Exercise aim: Retype, character for character, the part of the listing below that runs between the lines holding "Where can you see the green moss" and "column 212, row 224", inclusive.

===== Supplied information =====

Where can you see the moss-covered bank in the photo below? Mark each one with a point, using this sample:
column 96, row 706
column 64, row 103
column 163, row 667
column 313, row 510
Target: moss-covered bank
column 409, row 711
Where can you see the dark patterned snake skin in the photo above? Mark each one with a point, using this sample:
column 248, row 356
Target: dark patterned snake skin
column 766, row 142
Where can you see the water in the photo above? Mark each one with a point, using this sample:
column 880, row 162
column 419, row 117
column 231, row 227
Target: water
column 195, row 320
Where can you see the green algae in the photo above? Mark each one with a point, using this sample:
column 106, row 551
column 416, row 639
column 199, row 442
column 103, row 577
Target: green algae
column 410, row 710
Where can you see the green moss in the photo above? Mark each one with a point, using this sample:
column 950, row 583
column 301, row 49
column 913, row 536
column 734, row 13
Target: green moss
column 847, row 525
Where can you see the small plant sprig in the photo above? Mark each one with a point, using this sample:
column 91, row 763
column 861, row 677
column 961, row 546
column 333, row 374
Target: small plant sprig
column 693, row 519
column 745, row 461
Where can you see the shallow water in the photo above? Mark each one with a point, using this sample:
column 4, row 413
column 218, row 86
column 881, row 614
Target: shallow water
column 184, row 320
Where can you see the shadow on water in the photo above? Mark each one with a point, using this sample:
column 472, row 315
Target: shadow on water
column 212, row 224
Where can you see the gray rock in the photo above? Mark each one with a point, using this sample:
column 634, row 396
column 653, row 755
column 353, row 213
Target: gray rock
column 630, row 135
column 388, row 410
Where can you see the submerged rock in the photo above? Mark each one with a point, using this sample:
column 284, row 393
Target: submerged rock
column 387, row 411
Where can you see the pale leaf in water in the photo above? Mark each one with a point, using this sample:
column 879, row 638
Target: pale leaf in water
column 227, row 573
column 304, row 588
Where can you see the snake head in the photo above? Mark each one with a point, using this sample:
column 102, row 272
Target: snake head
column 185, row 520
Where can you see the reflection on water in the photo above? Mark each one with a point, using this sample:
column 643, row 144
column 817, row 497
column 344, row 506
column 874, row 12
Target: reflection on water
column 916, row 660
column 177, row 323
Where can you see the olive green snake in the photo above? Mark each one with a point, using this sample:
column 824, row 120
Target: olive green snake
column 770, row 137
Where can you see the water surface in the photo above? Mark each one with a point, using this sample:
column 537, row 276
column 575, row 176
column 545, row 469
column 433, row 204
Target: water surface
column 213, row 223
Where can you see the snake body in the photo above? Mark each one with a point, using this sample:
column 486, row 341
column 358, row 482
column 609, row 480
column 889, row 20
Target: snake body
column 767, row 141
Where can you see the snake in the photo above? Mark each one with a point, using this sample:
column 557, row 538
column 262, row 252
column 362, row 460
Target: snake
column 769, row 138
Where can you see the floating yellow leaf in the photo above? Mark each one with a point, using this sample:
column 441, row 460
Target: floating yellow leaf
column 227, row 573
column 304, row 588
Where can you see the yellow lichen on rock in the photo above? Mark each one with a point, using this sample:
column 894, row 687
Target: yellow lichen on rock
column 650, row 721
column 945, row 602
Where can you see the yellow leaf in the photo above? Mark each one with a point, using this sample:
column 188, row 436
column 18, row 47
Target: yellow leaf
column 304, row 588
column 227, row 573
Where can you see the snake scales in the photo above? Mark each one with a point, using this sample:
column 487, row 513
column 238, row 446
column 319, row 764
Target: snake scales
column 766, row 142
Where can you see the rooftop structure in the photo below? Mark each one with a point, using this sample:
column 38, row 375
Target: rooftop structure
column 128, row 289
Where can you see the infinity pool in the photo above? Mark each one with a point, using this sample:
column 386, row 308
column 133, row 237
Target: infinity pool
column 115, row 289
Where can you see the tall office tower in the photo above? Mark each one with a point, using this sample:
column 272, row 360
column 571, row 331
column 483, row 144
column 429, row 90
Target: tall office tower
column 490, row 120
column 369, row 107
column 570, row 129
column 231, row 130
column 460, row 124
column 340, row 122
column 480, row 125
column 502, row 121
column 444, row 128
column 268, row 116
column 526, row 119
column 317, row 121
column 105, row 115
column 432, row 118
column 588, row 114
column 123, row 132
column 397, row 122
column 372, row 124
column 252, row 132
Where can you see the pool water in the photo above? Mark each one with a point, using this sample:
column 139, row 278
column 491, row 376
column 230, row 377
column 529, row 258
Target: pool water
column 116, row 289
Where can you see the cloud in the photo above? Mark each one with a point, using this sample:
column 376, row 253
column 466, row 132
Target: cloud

=====

Solution to this task:
Where can you see the green moss in the photo above? Mark each one with a point, using this sample:
column 950, row 583
column 301, row 49
column 913, row 536
column 734, row 13
Target: green moss
column 847, row 525
Where can you see the small plant sprig in the photo above? Mark each one with a point, using this sample:
column 91, row 763
column 861, row 677
column 961, row 546
column 333, row 374
Target: small plant sprig
column 693, row 519
column 745, row 461
Where can you see the shallow water in the photo above? Mark each one with a point, using this sample:
column 4, row 413
column 218, row 86
column 881, row 614
Target: shallow water
column 184, row 320
Where can you see the shadow on water in the photo above? Mark each one with a point, using this sample:
column 472, row 315
Target: shadow on water
column 212, row 224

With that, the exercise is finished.